WHAT NEEDS TO BE DONE: From the rows below, list only the lines that include the word "positive".

SUPPLIED INFORMATION:
####################

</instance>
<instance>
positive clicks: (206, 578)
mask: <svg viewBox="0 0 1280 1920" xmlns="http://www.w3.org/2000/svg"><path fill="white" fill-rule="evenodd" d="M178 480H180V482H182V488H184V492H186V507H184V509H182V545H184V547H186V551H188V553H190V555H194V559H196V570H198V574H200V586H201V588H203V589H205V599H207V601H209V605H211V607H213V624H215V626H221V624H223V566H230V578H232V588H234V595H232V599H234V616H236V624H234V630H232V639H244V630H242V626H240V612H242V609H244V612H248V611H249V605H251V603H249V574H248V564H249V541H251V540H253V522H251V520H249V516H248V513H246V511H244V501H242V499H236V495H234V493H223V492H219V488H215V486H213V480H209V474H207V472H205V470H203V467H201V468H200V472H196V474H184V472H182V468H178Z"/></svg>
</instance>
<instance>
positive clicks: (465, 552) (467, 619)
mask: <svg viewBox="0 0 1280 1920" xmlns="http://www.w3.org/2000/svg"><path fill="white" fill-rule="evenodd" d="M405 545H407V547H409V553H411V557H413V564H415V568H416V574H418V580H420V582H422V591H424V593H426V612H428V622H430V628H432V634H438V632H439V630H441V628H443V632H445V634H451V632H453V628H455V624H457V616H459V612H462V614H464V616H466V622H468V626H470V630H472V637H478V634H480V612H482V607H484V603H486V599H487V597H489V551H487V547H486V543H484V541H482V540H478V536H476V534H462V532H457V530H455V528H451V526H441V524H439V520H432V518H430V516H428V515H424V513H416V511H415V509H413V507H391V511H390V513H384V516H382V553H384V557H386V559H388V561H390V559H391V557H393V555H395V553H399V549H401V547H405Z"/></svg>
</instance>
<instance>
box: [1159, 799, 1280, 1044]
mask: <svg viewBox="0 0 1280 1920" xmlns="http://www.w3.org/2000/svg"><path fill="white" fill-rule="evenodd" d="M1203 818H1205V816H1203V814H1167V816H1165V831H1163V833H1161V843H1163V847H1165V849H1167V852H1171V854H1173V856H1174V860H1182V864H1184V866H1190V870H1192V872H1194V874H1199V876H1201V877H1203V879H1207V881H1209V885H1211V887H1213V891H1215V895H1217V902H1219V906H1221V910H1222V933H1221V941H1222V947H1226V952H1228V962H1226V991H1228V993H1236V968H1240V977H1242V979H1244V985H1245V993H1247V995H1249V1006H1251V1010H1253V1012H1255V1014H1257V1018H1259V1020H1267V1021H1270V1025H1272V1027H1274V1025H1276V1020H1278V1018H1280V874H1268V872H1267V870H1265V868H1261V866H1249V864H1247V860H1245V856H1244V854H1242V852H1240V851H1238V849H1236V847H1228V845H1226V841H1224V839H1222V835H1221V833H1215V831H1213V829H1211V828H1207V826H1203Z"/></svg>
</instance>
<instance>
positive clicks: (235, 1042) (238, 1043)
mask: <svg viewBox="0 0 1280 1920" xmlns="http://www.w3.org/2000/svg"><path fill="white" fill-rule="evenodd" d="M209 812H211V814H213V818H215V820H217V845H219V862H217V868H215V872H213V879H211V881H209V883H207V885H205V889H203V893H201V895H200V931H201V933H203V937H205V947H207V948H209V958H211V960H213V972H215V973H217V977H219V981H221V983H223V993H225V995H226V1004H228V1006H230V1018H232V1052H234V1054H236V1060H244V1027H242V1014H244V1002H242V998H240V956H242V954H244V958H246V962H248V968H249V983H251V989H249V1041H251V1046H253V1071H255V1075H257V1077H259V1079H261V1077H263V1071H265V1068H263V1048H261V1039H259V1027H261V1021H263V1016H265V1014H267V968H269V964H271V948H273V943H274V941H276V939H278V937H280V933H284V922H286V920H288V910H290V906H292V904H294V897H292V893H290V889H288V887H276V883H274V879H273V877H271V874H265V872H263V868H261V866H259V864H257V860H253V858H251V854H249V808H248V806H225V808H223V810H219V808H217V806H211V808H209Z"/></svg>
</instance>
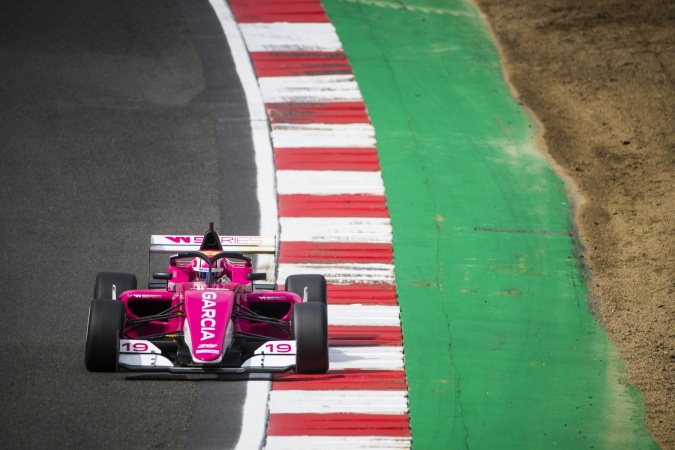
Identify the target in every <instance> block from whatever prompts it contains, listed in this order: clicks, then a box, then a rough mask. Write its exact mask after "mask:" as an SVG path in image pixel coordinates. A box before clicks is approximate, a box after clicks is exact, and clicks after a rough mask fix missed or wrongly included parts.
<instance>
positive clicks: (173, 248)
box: [150, 234, 277, 254]
mask: <svg viewBox="0 0 675 450" xmlns="http://www.w3.org/2000/svg"><path fill="white" fill-rule="evenodd" d="M203 240H204V236H185V235H181V236H169V235H154V234H153V235H152V236H150V253H179V252H196V251H199V247H200V246H201V244H202V241H203ZM220 245H222V246H223V250H227V251H232V252H240V253H271V254H275V253H276V250H277V238H276V236H220Z"/></svg>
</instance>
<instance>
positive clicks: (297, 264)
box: [277, 264, 394, 284]
mask: <svg viewBox="0 0 675 450" xmlns="http://www.w3.org/2000/svg"><path fill="white" fill-rule="evenodd" d="M303 273H319V274H321V275H323V276H324V277H326V281H327V282H328V283H332V284H353V283H386V284H394V265H393V264H279V273H278V275H277V283H279V284H283V283H285V282H286V278H288V276H289V275H301V274H303Z"/></svg>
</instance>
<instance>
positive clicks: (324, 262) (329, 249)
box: [279, 242, 394, 264]
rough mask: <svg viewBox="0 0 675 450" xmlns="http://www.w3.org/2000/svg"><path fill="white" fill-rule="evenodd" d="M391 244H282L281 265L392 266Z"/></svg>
mask: <svg viewBox="0 0 675 450" xmlns="http://www.w3.org/2000/svg"><path fill="white" fill-rule="evenodd" d="M393 258H394V255H393V251H392V248H391V244H360V243H359V244H354V243H342V242H339V243H338V242H282V243H281V246H280V247H279V263H282V264H297V263H340V262H355V263H382V264H390V263H391V262H392V261H393Z"/></svg>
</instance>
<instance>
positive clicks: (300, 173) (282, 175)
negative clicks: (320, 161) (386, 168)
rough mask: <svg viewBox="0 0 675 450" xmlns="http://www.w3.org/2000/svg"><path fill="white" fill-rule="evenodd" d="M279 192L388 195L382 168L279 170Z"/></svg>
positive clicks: (301, 193) (285, 194)
mask: <svg viewBox="0 0 675 450" xmlns="http://www.w3.org/2000/svg"><path fill="white" fill-rule="evenodd" d="M277 192H278V193H279V194H280V195H288V194H311V195H336V194H366V195H384V184H383V183H382V175H381V173H380V172H379V171H374V172H348V171H336V170H279V171H277Z"/></svg>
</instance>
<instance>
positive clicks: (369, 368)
mask: <svg viewBox="0 0 675 450" xmlns="http://www.w3.org/2000/svg"><path fill="white" fill-rule="evenodd" d="M329 358H330V369H331V370H345V369H361V370H403V347H330V349H329Z"/></svg>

####################

WRITTEN REPLY:
positive clicks: (206, 578)
positive clicks: (465, 552) (467, 619)
positive clicks: (235, 1042) (238, 1043)
positive clicks: (173, 248)
positive clicks: (297, 264)
positive clicks: (324, 262) (329, 249)
positive clicks: (300, 173) (282, 175)
positive clicks: (301, 193) (285, 194)
positive clicks: (369, 368)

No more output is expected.